### Position annotation records
======

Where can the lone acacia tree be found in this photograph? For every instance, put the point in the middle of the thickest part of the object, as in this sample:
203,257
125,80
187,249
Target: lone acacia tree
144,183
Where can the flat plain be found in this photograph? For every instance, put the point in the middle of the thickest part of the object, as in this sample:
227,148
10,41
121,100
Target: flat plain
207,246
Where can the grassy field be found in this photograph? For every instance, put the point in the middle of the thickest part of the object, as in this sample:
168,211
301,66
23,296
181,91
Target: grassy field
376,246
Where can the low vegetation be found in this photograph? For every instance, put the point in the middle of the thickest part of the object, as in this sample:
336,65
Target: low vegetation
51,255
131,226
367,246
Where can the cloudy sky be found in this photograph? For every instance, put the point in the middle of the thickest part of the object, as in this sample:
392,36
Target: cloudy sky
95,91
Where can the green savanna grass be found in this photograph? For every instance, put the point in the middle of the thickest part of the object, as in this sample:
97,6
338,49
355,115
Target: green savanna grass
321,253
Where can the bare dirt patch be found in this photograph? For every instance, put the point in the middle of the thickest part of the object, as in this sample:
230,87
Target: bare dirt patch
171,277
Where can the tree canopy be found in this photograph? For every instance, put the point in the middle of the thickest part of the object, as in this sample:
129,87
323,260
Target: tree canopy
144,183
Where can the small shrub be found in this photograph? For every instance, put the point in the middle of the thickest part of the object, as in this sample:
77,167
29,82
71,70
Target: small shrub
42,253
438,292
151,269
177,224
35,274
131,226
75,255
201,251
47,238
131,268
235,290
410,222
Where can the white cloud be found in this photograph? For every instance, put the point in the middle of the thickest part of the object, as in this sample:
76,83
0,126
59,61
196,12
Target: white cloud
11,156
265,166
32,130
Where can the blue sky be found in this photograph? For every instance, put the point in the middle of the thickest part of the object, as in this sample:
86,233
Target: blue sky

======

### EXERCISE BRIEF
Copy each line exactly, from the line containing "Where can the small" down to the last line of the material, and no other lines.

### WORKED ANSWER
Where can the small shrub be found in this photograph? For every instance, put the point in the middle of the thickest part of the object, as in this sample:
77,167
29,82
71,70
Target: small shrub
42,253
438,292
151,269
177,224
35,274
131,226
75,255
201,251
47,238
131,268
235,290
410,222
Where can the white cloud be found in this photograph? For every instance, put the point in the middle of the thickest part of the object, as in this sample:
76,83
0,126
59,61
196,12
Target: white cloud
11,156
265,166
32,130
Where can the blue sky be found in this photograph? For every instance, put the point in the middle of the thickest part of the object, as in this sample:
86,233
Target: blue sky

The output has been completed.